═══ MATERIAL SUPPLIED ═══
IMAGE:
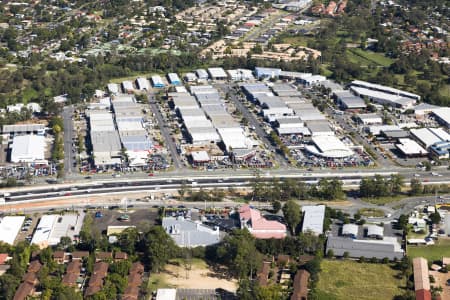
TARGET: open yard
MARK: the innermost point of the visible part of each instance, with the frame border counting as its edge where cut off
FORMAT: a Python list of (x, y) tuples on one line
[(346, 279), (431, 252), (200, 276)]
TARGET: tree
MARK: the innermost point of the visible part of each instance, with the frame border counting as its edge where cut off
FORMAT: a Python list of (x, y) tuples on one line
[(415, 187), (292, 215), (276, 205), (435, 218), (159, 248)]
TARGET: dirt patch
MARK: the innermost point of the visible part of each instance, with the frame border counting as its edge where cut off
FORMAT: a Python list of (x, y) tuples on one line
[(199, 277)]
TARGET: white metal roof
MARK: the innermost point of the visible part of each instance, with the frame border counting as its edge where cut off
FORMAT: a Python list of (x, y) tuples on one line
[(330, 146), (10, 227), (375, 230), (410, 147), (350, 229), (429, 136), (313, 217), (27, 148), (217, 73)]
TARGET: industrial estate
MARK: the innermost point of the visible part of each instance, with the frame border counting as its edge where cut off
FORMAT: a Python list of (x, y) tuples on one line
[(224, 150)]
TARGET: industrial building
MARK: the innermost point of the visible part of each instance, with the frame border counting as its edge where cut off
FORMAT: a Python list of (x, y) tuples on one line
[(142, 84), (217, 74), (347, 101), (369, 119), (443, 116), (388, 247), (383, 98), (429, 136), (174, 79), (157, 81), (313, 218), (51, 228), (127, 86), (9, 228), (27, 148), (384, 89), (329, 147), (202, 75), (422, 285), (20, 129), (190, 234), (262, 73), (410, 148)]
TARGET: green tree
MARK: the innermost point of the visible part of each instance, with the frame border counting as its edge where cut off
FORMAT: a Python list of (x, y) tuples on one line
[(292, 215)]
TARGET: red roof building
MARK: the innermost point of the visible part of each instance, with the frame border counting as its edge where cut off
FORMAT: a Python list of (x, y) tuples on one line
[(258, 226)]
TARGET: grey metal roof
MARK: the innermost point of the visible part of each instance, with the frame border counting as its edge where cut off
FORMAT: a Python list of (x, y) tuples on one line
[(365, 248), (187, 233)]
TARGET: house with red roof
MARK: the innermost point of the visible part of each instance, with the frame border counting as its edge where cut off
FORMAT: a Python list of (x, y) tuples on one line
[(258, 226)]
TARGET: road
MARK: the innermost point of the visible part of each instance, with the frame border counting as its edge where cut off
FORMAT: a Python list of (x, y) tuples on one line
[(226, 88), (165, 132), (69, 150)]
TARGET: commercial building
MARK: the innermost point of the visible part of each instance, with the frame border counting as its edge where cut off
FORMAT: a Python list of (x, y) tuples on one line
[(127, 86), (27, 148), (51, 228), (20, 129), (217, 73), (422, 285), (262, 73), (202, 75), (313, 218), (346, 100), (389, 247), (383, 98), (190, 234), (142, 84), (10, 227), (410, 148), (443, 116), (258, 226), (369, 119), (157, 81), (329, 147), (384, 89), (174, 79), (429, 136)]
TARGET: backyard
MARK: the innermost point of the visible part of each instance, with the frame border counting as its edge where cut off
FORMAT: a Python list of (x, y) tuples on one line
[(346, 279)]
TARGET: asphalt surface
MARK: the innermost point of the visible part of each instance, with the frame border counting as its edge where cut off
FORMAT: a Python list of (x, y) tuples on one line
[(165, 132), (226, 88), (69, 150)]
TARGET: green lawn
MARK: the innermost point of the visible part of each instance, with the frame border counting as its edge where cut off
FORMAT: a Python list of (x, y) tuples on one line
[(431, 252), (374, 57), (371, 212), (346, 279)]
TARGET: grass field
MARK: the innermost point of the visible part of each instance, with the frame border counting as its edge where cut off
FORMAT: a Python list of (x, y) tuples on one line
[(431, 252), (371, 212), (345, 279)]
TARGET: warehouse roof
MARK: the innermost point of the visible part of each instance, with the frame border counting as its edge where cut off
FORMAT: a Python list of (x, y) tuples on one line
[(430, 136), (313, 217), (19, 128), (27, 148), (187, 233), (421, 278), (10, 227), (350, 230), (217, 73), (410, 147), (375, 230), (329, 146)]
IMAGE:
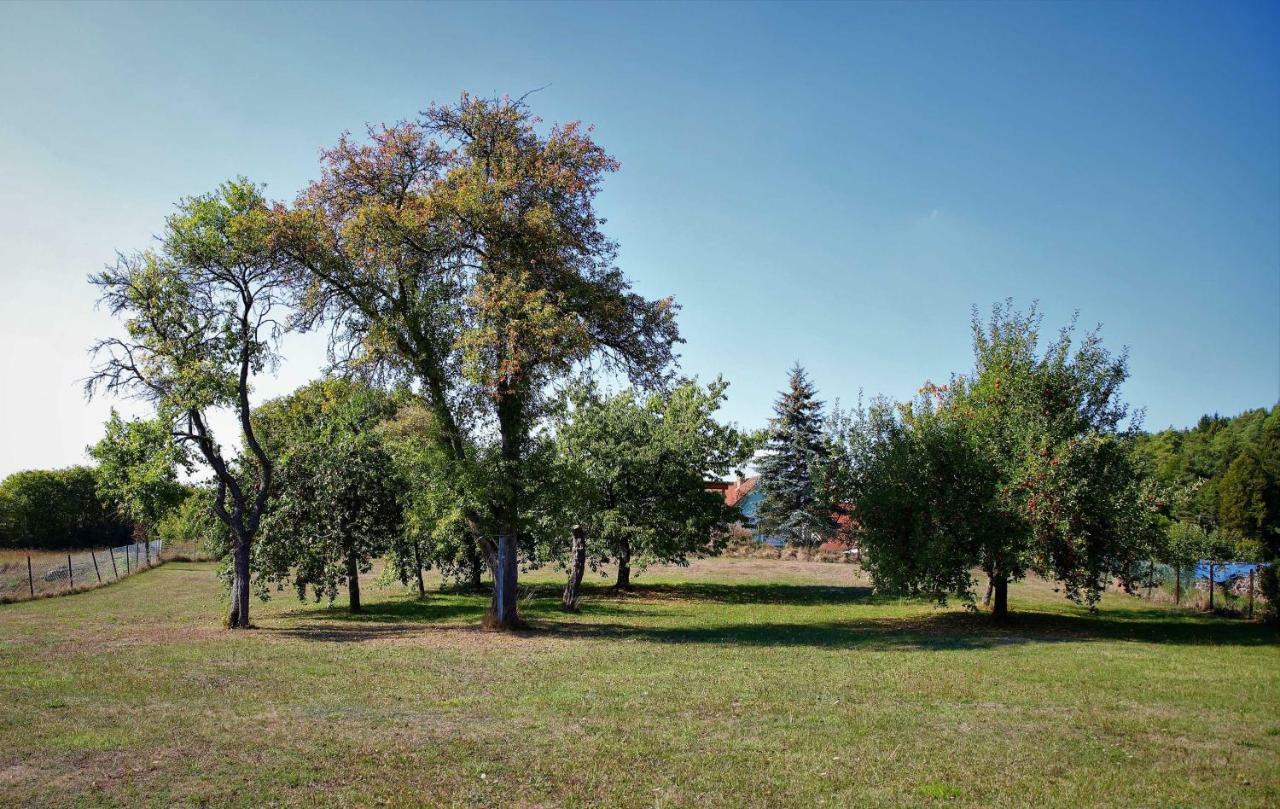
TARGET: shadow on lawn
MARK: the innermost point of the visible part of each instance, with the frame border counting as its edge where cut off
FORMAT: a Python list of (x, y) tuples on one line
[(615, 615), (946, 631), (754, 593)]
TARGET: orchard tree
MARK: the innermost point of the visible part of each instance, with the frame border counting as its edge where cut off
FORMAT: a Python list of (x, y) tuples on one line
[(199, 325), (437, 502), (791, 504), (632, 476), (337, 510), (464, 251), (1048, 480), (137, 469)]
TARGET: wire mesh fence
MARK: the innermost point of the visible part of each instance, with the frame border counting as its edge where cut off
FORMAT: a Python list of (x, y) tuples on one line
[(50, 572), (1220, 586)]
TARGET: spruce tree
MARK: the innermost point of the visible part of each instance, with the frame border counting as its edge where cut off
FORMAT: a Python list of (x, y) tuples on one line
[(791, 507)]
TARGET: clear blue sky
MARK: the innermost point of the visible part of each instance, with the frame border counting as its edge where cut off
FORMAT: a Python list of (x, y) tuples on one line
[(828, 183)]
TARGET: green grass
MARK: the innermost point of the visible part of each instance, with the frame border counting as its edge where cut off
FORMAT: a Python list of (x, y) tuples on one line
[(736, 682)]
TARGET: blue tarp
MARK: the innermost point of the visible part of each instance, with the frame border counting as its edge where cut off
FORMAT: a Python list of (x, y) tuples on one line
[(1224, 570)]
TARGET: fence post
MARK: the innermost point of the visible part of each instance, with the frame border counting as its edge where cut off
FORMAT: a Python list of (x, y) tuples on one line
[(1211, 586), (1252, 570)]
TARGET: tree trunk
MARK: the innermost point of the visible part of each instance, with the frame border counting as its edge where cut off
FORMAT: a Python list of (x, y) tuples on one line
[(353, 581), (1000, 607), (577, 567), (238, 617), (503, 615), (417, 562), (474, 566), (624, 581)]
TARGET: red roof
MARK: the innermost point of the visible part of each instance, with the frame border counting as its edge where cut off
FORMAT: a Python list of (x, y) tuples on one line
[(739, 489)]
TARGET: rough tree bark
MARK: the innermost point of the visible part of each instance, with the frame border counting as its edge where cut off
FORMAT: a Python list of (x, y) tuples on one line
[(417, 562), (353, 581), (624, 581), (577, 566), (1000, 606), (238, 615)]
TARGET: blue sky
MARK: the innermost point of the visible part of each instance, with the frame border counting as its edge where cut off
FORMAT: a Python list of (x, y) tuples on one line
[(828, 183)]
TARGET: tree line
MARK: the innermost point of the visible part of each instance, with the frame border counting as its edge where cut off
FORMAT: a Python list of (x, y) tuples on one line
[(474, 307)]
═══
Rewrite the lines of the items as a numbered list, starting at the line that contains "TARGET: backyard" and ending with the line that contains "[(165, 132), (226, 88), (69, 150)]". Leave out any blank lines.

1. TARGET: backyard
2. MARK: the innermost point of the visible part of each instance, with the frame border counting as its edge where cut off
3. FORMAT: a Python list of (x, y) tuples on one line
4. [(346, 279)]
5. TARGET: asphalt surface
6. MARK: the innermost point of the visible part of each instance, with the frame border counting as its edge where cut off
7. FORMAT: a Python list of (x, y) tuples on one line
8. [(165, 132), (226, 88), (69, 150)]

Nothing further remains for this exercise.